Instructions for the task: Please reproduce the entire listing exactly.

•••

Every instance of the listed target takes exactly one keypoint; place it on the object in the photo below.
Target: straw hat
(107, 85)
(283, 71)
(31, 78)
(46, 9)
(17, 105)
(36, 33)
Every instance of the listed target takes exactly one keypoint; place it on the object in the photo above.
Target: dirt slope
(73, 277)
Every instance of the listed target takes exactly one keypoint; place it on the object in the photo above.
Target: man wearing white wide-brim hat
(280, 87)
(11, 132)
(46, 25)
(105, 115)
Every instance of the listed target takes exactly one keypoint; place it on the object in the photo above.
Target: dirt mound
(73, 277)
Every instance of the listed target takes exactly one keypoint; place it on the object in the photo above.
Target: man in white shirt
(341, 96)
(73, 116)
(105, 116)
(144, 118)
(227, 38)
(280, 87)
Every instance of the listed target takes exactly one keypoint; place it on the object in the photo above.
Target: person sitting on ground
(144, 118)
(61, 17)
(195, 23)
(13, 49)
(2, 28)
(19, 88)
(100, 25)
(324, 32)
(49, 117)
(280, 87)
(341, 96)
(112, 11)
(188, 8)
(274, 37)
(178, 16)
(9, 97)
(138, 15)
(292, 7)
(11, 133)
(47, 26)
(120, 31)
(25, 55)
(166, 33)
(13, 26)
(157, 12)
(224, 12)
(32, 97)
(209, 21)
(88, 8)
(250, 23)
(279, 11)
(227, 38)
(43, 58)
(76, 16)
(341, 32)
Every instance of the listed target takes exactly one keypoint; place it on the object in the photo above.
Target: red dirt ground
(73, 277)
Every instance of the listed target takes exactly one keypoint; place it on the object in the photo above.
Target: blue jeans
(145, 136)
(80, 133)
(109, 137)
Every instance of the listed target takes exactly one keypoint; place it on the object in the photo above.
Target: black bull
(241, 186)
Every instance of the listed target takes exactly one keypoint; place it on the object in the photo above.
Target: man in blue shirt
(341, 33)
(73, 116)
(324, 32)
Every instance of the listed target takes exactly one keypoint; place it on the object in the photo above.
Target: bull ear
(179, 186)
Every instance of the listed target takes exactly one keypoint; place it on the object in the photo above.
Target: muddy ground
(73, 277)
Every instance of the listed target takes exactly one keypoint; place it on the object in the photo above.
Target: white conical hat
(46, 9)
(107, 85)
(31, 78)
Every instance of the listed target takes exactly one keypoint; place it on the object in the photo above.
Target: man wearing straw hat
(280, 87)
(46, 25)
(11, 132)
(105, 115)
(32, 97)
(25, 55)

•••

Solution to this exercise:
Every instance of the listed target takes exactly one keypoint; place it on the object in the photo below.
Target: straw hat
(107, 85)
(283, 71)
(31, 78)
(46, 9)
(17, 105)
(36, 33)
Every instance of the listed target takes exactly one keypoint; place it on the object in the photo above.
Target: dirt slope
(73, 277)
Every instance of the listed target takes exactly one keypoint; place it on the object in the photo above.
Target: man wearing white wide-brim hat
(280, 87)
(11, 132)
(46, 25)
(105, 115)
Every instance of the listed target takes exactly one keypoint; place it on the object in the photo above.
Target: dirt mound
(73, 277)
Every instance of the listed target takes exactly one keypoint; place it on the object in the photo above.
Target: man in white shirt
(341, 96)
(73, 116)
(105, 116)
(144, 118)
(227, 38)
(280, 87)
Every instance of the listed target takes exactly one keypoint; place it on the object in the photo above.
Target: person sitting on ground
(144, 118)
(61, 17)
(195, 23)
(13, 49)
(2, 28)
(19, 88)
(100, 25)
(324, 32)
(49, 117)
(280, 87)
(341, 96)
(112, 11)
(188, 8)
(274, 37)
(178, 16)
(9, 97)
(138, 15)
(292, 7)
(11, 133)
(47, 26)
(120, 31)
(25, 55)
(166, 33)
(13, 26)
(157, 12)
(224, 12)
(32, 97)
(209, 21)
(88, 8)
(250, 23)
(279, 11)
(227, 38)
(43, 58)
(76, 16)
(341, 32)
Every instance of the listed target takes exactly one keypoint; place it on the object in the photo above.
Target: red dirt ground
(73, 277)
Every instance of the listed target takes exactly one keypoint; place it on the object in the photo above.
Target: blue jeans
(145, 136)
(80, 133)
(109, 137)
Every instance of the listed target takes exactly one keypoint; place it on the object in the photo above.
Target: black bull
(241, 186)
Every instance of the listed target takes exactly one keypoint; place it on the object in the photo above.
Target: man in blue shirt
(341, 33)
(73, 116)
(324, 32)
Every instance of the listed target takes exactly one keypoint; place it on the object in the photo above.
Target: bull ear
(179, 186)
Every instance of the listed target takes exactly one keypoint; place it on the object in the photo above.
Target: muddy ground
(73, 277)
Every instance of the listed target takes exactly one keypoint; place it on the object in the photo above.
Target: white conical hat
(46, 9)
(107, 85)
(31, 78)
Every instance of the listed target takes exactly one keypoint; place it on the object in the photo above.
Target: man wearing straw hat
(280, 87)
(46, 25)
(11, 132)
(105, 115)
(32, 97)
(25, 55)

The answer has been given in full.